— Task A —
Reproduce the whole of the Rua Red commission text word for word.

— Document segment —

_____

Donie's Language, Orla Barry.

THE COLLIE, THE CHEVIOT & THE CROUCHED SKELETON

ORLA BARRY

Each year, Rua Red commissions two major new bodies of work by Irish and international artists, developed in response to the people and place of Tallaght and South Dublin County. Artists are invited to spend a sustained period at Rua Red and within the county, undertaking research that is embedded, responsive and considered. This process often engages with issues that are very real and relevant to the people who live here.

As part of Rua Red’s commissioning model, artists are offered a residency studio for a dedicated period of research and development. This may unfold over one to two years in advance of an exhibition, allowing artists to become embedded within the organisation and its wider community. Rua Red is home to a rich network of creative organisations and individual artists. It is a place where ideas are born and evolve, supported through a wider ecology of skills, knowledge, relationships and resources. The residency provides artists with time, space and support to research, develop and produce new work.

In 2024, Rua Red Director/Curator Maolíosa Boyle invited Orla Barry to create a new work in response to the rural communities of South Dublin. Rua Red is situated at the foot of the Dublin Mountains, with the fields of Bohernabreena visible from the building. These landscapes form an important rural part of the county, yet sit in close proximity to the urban centre of Tallaght. From the mountains, the town planners’ imprint is clearly visible, as Tallaght appears pressed up against the hills.

_____

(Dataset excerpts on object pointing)
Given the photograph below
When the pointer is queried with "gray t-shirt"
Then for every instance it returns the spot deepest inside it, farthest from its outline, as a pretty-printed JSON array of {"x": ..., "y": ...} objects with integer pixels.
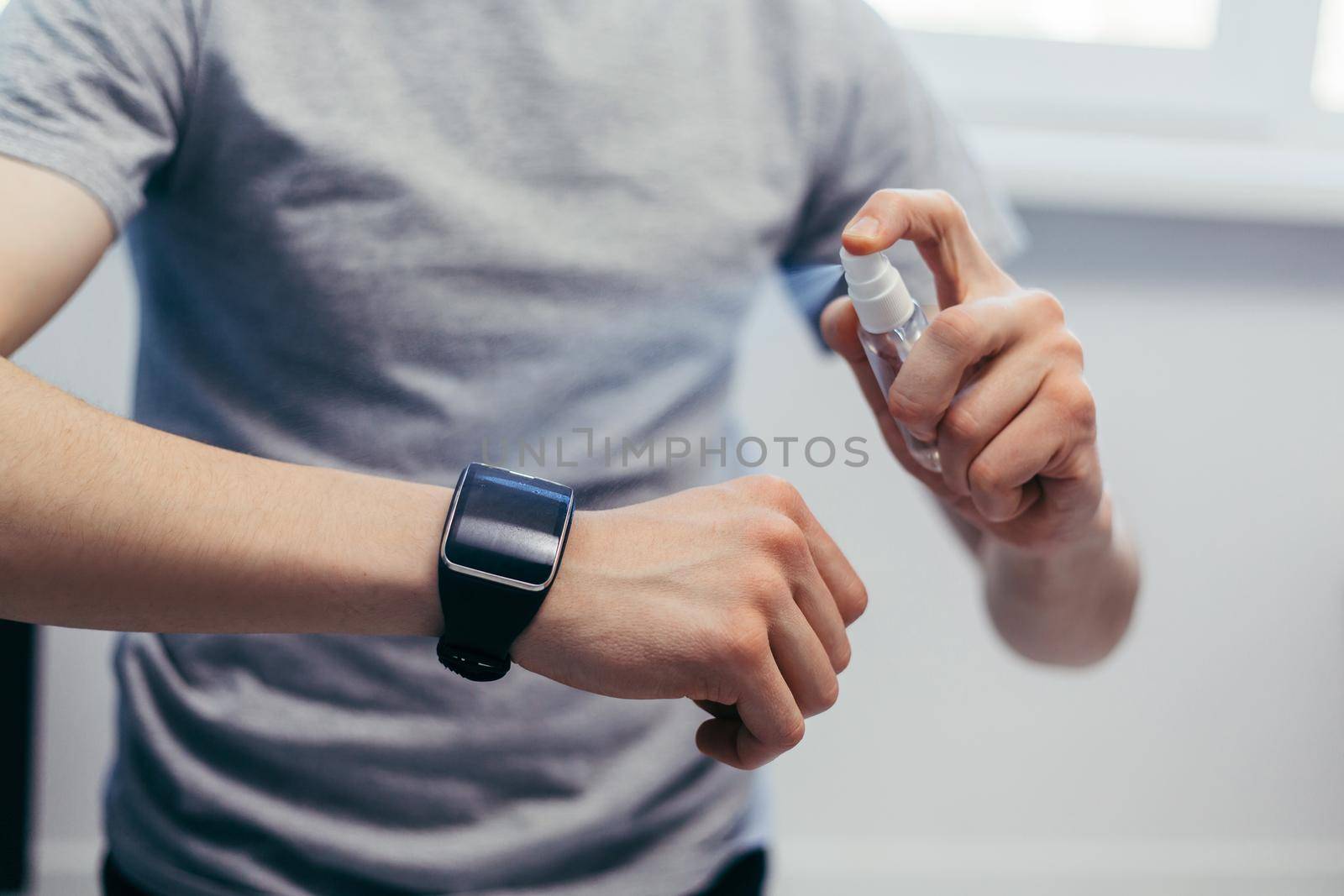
[{"x": 376, "y": 234}]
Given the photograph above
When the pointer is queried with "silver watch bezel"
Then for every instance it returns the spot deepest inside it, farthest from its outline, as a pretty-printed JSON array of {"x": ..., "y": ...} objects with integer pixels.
[{"x": 491, "y": 577}]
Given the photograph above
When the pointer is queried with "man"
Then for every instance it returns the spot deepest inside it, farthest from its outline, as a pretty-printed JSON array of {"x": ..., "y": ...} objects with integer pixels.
[{"x": 370, "y": 237}]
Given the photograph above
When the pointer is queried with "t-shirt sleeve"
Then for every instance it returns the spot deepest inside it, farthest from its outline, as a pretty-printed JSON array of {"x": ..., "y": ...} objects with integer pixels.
[
  {"x": 877, "y": 127},
  {"x": 96, "y": 90}
]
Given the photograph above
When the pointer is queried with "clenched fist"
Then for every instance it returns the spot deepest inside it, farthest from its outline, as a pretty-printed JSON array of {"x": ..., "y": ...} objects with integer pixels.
[{"x": 729, "y": 594}]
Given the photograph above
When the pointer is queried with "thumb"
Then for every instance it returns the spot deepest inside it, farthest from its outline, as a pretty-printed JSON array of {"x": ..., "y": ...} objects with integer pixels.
[
  {"x": 840, "y": 329},
  {"x": 938, "y": 228}
]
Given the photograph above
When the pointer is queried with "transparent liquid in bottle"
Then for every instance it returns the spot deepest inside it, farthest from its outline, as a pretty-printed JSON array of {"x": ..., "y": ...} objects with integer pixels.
[{"x": 886, "y": 354}]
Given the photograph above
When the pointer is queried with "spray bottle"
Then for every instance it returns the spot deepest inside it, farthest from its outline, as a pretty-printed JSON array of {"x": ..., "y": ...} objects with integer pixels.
[{"x": 890, "y": 322}]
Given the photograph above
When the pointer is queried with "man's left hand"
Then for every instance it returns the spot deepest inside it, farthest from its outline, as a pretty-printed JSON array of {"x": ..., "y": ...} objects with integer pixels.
[{"x": 996, "y": 380}]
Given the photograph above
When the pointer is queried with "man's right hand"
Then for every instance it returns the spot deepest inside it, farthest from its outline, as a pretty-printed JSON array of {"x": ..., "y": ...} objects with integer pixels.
[{"x": 729, "y": 594}]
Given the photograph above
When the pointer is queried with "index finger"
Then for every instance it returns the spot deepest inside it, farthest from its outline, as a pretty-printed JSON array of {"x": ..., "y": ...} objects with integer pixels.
[{"x": 938, "y": 228}]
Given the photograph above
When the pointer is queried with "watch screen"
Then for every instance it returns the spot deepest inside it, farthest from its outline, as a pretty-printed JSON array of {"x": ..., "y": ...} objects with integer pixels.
[{"x": 508, "y": 526}]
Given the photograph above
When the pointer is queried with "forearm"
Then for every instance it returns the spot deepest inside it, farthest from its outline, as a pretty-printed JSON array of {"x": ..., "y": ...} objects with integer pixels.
[
  {"x": 108, "y": 524},
  {"x": 1066, "y": 606}
]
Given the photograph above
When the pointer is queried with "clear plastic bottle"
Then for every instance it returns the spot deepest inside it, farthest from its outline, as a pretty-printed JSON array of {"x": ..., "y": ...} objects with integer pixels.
[{"x": 890, "y": 322}]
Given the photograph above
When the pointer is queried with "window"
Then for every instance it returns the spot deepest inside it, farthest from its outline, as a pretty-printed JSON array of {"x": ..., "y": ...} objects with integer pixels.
[
  {"x": 1151, "y": 23},
  {"x": 1328, "y": 82},
  {"x": 1230, "y": 107}
]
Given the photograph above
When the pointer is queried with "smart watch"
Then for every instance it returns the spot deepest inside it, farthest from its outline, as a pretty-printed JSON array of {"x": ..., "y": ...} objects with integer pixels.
[{"x": 501, "y": 548}]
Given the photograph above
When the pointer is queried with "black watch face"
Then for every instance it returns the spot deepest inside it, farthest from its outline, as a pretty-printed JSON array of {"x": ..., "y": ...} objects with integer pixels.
[{"x": 507, "y": 526}]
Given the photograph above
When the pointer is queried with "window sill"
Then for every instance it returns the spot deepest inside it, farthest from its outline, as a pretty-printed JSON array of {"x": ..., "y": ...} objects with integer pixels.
[{"x": 1173, "y": 177}]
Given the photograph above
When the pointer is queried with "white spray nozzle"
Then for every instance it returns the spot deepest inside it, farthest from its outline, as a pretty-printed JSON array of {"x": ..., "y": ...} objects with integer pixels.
[{"x": 877, "y": 291}]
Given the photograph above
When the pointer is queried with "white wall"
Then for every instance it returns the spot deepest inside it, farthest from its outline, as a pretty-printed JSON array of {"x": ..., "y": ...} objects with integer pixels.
[{"x": 1207, "y": 757}]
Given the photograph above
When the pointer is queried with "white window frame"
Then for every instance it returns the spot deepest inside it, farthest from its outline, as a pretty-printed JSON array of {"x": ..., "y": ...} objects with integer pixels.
[{"x": 1226, "y": 130}]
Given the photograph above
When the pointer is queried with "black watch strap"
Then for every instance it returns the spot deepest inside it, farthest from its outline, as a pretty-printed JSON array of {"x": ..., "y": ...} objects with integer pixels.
[{"x": 481, "y": 620}]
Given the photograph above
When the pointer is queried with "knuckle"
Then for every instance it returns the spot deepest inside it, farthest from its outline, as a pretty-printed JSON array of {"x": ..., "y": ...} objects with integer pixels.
[
  {"x": 960, "y": 423},
  {"x": 1081, "y": 406},
  {"x": 987, "y": 477},
  {"x": 947, "y": 206},
  {"x": 830, "y": 694},
  {"x": 844, "y": 654},
  {"x": 783, "y": 537},
  {"x": 1068, "y": 345},
  {"x": 956, "y": 329},
  {"x": 792, "y": 736},
  {"x": 776, "y": 490},
  {"x": 857, "y": 602},
  {"x": 761, "y": 584},
  {"x": 743, "y": 647},
  {"x": 909, "y": 407},
  {"x": 1046, "y": 305}
]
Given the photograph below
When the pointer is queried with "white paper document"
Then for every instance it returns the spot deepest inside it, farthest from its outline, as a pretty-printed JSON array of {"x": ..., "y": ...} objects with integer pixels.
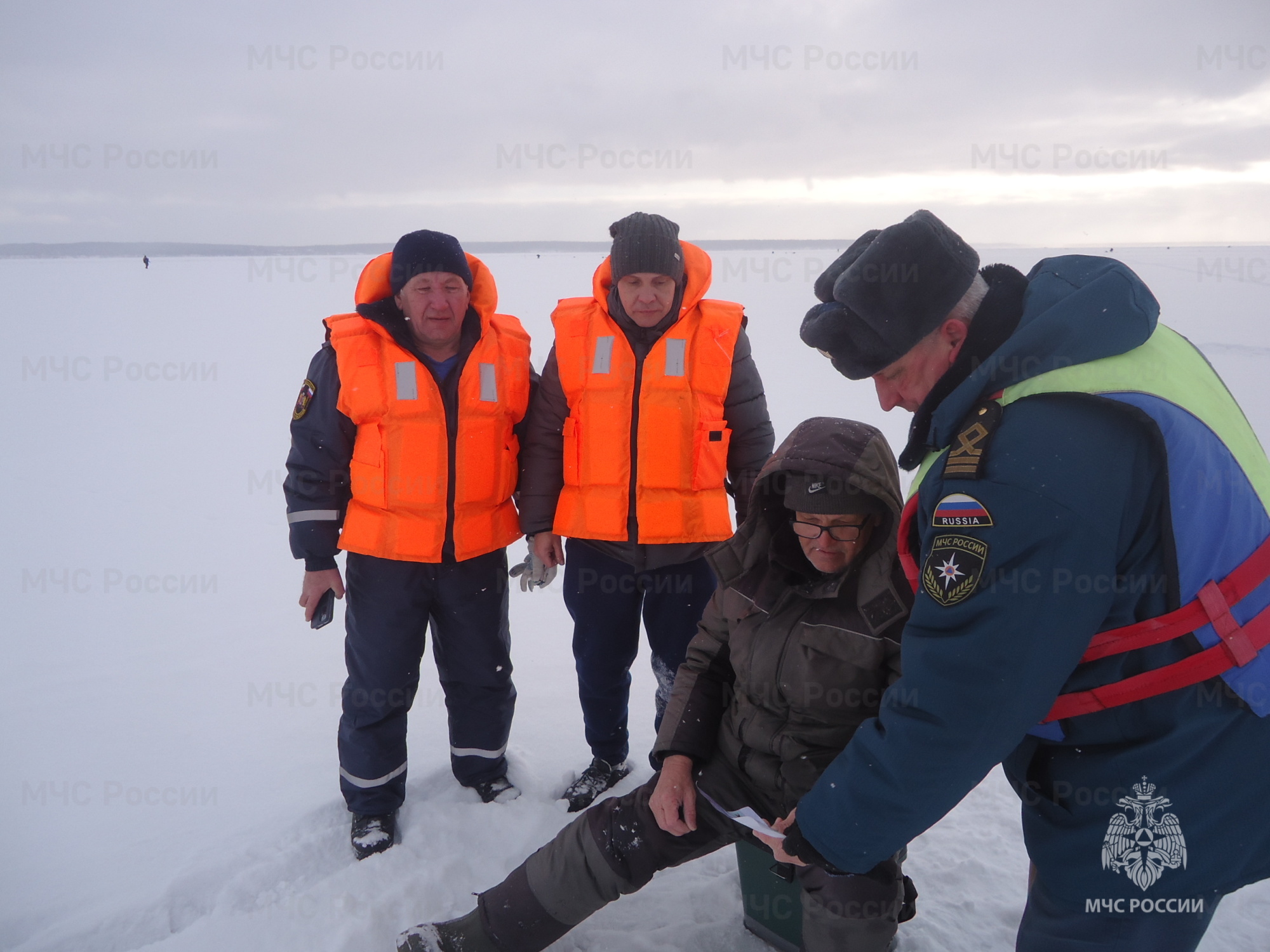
[{"x": 746, "y": 817}]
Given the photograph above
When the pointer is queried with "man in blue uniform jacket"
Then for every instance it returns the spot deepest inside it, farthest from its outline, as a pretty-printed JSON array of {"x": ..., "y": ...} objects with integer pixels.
[{"x": 1084, "y": 470}]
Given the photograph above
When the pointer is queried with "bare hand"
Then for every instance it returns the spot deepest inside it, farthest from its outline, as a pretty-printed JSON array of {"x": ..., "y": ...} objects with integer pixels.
[
  {"x": 675, "y": 791},
  {"x": 549, "y": 549},
  {"x": 778, "y": 846},
  {"x": 316, "y": 587}
]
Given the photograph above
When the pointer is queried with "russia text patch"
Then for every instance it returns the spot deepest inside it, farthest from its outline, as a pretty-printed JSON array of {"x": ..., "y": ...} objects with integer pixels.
[
  {"x": 954, "y": 568},
  {"x": 961, "y": 510}
]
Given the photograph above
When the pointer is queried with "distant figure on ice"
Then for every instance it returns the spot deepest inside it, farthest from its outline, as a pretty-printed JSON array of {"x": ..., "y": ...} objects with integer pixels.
[
  {"x": 1089, "y": 548},
  {"x": 377, "y": 469},
  {"x": 650, "y": 403},
  {"x": 793, "y": 654}
]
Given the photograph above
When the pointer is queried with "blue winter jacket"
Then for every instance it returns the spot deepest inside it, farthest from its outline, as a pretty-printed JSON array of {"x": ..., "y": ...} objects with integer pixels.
[{"x": 1080, "y": 541}]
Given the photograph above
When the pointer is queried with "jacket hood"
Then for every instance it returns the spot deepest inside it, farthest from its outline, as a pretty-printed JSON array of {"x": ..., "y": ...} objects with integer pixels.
[
  {"x": 860, "y": 456},
  {"x": 1076, "y": 309},
  {"x": 698, "y": 272}
]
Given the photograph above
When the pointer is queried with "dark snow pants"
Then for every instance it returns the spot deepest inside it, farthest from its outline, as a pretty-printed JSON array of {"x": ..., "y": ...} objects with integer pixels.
[
  {"x": 391, "y": 607},
  {"x": 606, "y": 598},
  {"x": 1052, "y": 926},
  {"x": 617, "y": 846}
]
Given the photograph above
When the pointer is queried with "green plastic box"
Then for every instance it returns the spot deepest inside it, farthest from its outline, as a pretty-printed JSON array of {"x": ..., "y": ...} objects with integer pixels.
[{"x": 773, "y": 907}]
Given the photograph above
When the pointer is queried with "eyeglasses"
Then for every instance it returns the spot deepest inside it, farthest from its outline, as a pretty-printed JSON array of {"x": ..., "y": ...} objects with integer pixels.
[{"x": 840, "y": 534}]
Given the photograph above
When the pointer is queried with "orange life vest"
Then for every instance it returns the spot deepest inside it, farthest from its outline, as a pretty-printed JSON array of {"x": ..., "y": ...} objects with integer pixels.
[
  {"x": 399, "y": 473},
  {"x": 683, "y": 440}
]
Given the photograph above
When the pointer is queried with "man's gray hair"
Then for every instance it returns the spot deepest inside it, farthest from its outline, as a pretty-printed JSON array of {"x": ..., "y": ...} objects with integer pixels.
[{"x": 966, "y": 309}]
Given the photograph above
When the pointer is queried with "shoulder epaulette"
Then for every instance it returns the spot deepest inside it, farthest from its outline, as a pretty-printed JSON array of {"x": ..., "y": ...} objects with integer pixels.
[{"x": 970, "y": 446}]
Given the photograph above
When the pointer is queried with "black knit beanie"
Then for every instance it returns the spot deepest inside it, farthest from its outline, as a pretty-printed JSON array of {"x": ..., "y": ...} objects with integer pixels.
[
  {"x": 829, "y": 496},
  {"x": 646, "y": 244},
  {"x": 887, "y": 293},
  {"x": 422, "y": 252}
]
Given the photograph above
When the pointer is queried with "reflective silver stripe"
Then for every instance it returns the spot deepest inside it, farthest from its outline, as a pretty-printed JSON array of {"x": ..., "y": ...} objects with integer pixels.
[
  {"x": 377, "y": 783},
  {"x": 675, "y": 348},
  {"x": 314, "y": 516},
  {"x": 478, "y": 752},
  {"x": 408, "y": 388},
  {"x": 604, "y": 359},
  {"x": 488, "y": 384}
]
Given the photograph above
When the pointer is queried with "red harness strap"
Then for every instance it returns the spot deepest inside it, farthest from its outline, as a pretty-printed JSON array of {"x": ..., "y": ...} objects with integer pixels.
[
  {"x": 1212, "y": 606},
  {"x": 904, "y": 541},
  {"x": 1238, "y": 647}
]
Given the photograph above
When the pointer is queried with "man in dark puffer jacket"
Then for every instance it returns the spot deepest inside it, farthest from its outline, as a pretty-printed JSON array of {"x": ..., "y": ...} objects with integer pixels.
[{"x": 793, "y": 654}]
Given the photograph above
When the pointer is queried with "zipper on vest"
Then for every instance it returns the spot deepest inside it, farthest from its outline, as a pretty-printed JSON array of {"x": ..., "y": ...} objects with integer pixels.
[{"x": 632, "y": 507}]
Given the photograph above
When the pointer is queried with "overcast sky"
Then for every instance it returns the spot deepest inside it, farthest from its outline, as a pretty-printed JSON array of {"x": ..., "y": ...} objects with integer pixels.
[{"x": 336, "y": 122}]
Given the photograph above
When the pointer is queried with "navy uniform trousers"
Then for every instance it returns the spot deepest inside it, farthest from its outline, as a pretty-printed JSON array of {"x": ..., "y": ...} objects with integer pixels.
[
  {"x": 606, "y": 600},
  {"x": 391, "y": 607}
]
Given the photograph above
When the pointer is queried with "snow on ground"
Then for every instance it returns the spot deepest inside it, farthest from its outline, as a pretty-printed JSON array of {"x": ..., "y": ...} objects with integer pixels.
[{"x": 170, "y": 764}]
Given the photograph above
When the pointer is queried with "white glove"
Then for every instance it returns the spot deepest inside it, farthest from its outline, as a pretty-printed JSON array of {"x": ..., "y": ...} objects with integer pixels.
[{"x": 533, "y": 572}]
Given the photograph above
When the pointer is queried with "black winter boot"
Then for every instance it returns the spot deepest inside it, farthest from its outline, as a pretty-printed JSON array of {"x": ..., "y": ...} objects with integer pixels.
[
  {"x": 465, "y": 935},
  {"x": 595, "y": 780},
  {"x": 373, "y": 835}
]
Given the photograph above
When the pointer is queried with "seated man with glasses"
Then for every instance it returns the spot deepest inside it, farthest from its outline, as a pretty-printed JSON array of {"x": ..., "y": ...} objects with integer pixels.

_____

— Task B —
Count the lines in the entries above that contain the string "dark", matching case exactly, and give only the number.

— Correct response A —
Donie's Language, Orla Barry.

THE COLLIE, THE CHEVIOT & THE CROUCHED SKELETON

ORLA BARRY

Each year, Rua Red commissions two major new bodies of work by Irish and international artists, developed in response to the people and place of Tallaght and South Dublin County. Artists are invited to spend a sustained period at Rua Red and within the county, undertaking research that is embedded, responsive and considered. This process often engages with issues that are very real and relevant to the people who live here.

As part of Rua Red’s commissioning model, artists are offered a residency studio for a dedicated period of research and development. This may unfold over one to two years in advance of an exhibition, allowing artists to become embedded within the organisation and its wider community. Rua Red is home to a rich network of creative organisations and individual artists. It is a place where ideas are born and evolve, supported through a wider ecology of skills, knowledge, relationships and resources. The residency provides artists with time, space and support to research, develop and produce new work.

In 2024, Rua Red Director/Curator Maolíosa Boyle invited Orla Barry to create a new work in response to the rural communities of South Dublin. Rua Red is situated at the foot of the Dublin Mountains, with the fields of Bohernabreena visible from the building. These landscapes form an important rural part of the county, yet sit in close proximity to the urban centre of Tallaght. From the mountains, the town planners’ imprint is clearly visible, as Tallaght appears pressed up against the hills.

— Correct response B —
2